» **Tarefa proposta A**:
No texto sobre Maria Celeste, resuma o parágrafo que começa com "Um domingo de manhã... Costumeiramente", conservando seus fatos principais.

» **Página**:
Um Domingo De Manhã...
Maria Celeste, um domingo de manhã, na
hora da comunhão. Apenas acabara de receber a Santa hóstia, Nosso Senhor se
mostrou a ela...Isso durou várias horas... O Senhor lhe diz: "Quero ser
seu guia, quero conduzir você; a ninguém procure fora de mim"(L, cap. III).
Um
domingo de manhã... Costumeiramente, Maria Celeste fala de sua comunhão
diária sem dizer o dia, o mês ou o ano. Não é a data o importante para ela, mas
o mistério eucarístico. Entretanto, esta é a única vez em sua autobiografia que
ela diz ser precisamente um domingo. Domingo, dia do Senhor. Ou seja, o dia da
eucaristia em sua plenitude. Não nos esqueçamos que lá nas origens a festa da
Páscoa era celebrada a cada domingo. Ela só se tornou uma solenidade anual a
partir da metade do segundo século. Compreende-se assim porque Maria Celeste
está atenta a esse detalhe, pois que o Senhor a ela se apresenta como o guia,
aquele que lhe abre passagem, a Páscoa para uma terra de liberdade, em sua
morte e ressurreição. Cada eucaristia celebra essa Páscoa. Especialmente a do
domingo. ela está convencida disso.
Quero
ser seu guia... precisou Jesus. Ora, nessa época, muitos confessores ou
diretores de consciência aceitavam que seus penitentes fizessem o voto de lhes
obedecer, e até- este foi o caso de Dom Falcoia com Maria Celeste- chegavam a
exigir isso deles. Conscientemente, Maria Celeste se recusou. Esse foi um,
aliás, entre os motivos que, em 1733, determinaram sua expulsão do mosteiro de
Scala. Ela não tinha senão um verdadeiro guia: o Cristo que lhe falava ao
coração desde a infância:
Ela era ainda uma menina por volta de
seus cinco ou seis anos, quando o Senhor começou a lhe dar conhecimento passivo
de sua natureza divina, mas de maneira tão doce que a menina teve vontade de
lhe devotar todo o seu amor e seu serviço (L, cap. I).
Em sua autobiografia, Maria Celeste
recorda como o senhor insiste nessa formação espiritual, quando ela se torna
mestra de noviças no Carmelo de Marigliano:
Nessa época, o Senhor... Iluminou
minha inteligência para me instruir sobre verdades da fé... Atraindo-me para
ele, fazia-me ver como ele viveu e como
é a vida de uma alma santa. em íntima união de amor comigo, Jesus comunicava-me
por sua graça um gozo antecipado da vida eterna, fazendo-me entender estas suas
palavras no Evangelho: "Eu sou o caminho, a verdade e a vida". E
estas: "Ninguém vai ao Pai senão por mim". Ele me mostrava a obra
maravilhosa da união divina com a natureza humana, união tornada possível à
alma pelo Espírito Santo e pelos frutos das boas obras. Tudo isso nos foi
merecido pela vida santíssima que ele viveu na terra, quando aqui habitou (L,
cap. XV).

[Registros de dados salvos]
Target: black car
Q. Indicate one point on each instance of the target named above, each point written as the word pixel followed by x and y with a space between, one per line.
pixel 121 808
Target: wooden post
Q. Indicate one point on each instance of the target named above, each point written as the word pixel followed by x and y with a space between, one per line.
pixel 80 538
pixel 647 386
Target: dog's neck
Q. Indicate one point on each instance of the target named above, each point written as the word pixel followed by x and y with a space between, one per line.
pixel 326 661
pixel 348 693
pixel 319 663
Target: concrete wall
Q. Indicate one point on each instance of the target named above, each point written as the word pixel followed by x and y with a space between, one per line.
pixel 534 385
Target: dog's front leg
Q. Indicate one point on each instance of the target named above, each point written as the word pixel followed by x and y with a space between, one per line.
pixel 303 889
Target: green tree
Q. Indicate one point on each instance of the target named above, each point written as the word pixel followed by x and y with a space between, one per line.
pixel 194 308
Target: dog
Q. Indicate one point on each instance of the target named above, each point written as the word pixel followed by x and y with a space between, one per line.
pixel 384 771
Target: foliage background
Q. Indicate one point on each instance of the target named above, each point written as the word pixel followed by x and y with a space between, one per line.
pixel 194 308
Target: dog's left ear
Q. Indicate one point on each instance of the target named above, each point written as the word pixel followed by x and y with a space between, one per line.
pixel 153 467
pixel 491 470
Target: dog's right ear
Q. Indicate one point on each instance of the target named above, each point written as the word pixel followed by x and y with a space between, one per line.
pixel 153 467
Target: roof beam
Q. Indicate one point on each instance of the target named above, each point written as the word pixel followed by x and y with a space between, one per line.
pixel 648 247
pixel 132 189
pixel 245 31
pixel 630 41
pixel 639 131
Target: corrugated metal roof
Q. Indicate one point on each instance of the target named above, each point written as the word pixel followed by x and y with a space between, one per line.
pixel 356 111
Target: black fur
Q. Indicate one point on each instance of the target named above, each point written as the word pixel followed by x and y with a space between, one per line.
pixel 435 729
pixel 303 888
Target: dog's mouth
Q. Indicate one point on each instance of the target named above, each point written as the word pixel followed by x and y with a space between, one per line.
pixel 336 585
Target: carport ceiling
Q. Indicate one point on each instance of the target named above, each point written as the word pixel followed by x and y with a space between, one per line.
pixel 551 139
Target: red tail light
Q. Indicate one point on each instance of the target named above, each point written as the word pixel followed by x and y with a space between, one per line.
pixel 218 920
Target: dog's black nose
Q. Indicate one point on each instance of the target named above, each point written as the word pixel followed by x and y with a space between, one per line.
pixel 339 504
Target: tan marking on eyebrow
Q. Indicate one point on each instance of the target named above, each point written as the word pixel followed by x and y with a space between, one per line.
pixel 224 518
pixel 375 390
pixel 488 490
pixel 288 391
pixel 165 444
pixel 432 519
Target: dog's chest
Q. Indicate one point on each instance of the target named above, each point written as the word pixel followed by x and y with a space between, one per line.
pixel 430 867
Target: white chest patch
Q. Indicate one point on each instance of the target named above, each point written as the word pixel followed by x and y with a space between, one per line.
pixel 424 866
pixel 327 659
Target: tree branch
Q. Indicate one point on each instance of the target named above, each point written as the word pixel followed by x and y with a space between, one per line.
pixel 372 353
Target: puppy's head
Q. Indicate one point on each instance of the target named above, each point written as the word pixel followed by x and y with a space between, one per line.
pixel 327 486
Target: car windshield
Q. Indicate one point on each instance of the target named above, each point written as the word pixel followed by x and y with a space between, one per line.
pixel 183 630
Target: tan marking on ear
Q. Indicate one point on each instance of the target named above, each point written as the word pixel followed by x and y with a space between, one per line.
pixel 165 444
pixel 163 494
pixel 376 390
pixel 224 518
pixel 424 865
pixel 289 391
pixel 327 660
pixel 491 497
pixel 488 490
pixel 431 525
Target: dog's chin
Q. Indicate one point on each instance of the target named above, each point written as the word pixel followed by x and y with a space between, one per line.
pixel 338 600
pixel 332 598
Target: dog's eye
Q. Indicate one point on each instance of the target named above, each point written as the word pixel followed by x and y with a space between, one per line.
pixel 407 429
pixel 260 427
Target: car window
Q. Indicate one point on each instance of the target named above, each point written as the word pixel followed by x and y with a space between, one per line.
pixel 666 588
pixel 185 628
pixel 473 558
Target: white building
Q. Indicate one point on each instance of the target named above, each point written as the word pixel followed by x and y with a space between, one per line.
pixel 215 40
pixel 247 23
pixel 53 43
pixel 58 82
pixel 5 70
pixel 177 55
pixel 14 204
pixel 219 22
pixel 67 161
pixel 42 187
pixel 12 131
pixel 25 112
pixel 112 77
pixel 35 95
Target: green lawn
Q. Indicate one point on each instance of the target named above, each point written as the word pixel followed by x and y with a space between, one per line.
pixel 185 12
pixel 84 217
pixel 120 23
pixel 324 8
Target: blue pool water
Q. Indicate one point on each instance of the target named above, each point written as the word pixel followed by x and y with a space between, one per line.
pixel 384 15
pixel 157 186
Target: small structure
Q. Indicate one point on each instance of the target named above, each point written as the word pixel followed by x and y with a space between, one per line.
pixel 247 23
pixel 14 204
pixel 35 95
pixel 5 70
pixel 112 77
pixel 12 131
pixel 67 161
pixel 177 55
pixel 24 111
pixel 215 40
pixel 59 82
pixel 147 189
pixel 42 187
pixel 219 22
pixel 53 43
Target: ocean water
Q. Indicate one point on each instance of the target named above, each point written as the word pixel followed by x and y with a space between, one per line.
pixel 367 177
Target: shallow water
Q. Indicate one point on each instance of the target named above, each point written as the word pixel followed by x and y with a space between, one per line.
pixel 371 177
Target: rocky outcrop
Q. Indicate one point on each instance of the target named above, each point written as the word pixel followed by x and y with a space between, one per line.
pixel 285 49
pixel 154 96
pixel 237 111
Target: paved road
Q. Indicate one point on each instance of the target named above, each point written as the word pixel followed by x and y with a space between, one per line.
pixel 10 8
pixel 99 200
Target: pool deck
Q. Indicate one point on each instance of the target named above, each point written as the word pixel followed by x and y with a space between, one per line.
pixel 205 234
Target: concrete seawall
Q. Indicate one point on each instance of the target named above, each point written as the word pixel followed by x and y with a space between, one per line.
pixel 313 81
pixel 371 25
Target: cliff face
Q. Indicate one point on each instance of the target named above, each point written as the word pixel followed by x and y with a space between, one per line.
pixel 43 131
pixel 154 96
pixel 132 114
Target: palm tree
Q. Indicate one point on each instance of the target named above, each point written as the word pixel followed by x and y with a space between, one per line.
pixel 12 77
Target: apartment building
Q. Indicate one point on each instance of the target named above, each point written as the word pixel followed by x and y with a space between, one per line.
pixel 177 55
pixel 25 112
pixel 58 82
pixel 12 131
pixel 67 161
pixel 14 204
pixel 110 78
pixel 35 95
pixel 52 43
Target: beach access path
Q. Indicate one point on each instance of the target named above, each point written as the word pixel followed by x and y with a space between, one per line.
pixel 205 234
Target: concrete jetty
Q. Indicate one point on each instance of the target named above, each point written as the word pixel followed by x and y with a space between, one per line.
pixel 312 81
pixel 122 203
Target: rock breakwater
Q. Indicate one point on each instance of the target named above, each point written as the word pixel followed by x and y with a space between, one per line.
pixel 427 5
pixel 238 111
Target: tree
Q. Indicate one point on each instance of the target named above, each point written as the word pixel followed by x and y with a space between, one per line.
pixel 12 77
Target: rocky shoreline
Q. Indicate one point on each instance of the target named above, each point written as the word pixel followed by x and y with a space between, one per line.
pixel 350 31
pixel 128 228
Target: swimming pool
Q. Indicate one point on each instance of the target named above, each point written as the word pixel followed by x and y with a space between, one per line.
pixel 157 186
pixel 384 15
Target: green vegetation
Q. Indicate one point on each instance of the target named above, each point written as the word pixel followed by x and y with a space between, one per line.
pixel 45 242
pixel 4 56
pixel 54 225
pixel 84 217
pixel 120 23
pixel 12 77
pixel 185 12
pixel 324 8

» **Tarefa proposta B**:
Conte as linhas dos registros em que aparece a palavra "marking" e informe só o número.

» **Solução do exercício A**:
Maria Celeste costuma falar de sua comunhão diária sem indicar dia, mês ou ano, porque o que importa para ela é o mistério eucarístico. Esta é a única vez em sua autobiografia em que ela diz que era domingo, o dia do Senhor e da eucaristia em sua plenitude. Nas origens, a Páscoa era celebrada a cada domingo. Só a partir da metade do segundo século ela se tornou uma solenidade anual. Por isso Maria Celeste atenta para esse detalhe: o Senhor se apresenta a ela como guia, a Páscoa que lhe abre passagem para uma terra de liberdade, em sua morte e ressurreição. Cada eucaristia celebra essa Páscoa, especialmente a do domingo.

» **Solução do exercício B**:
2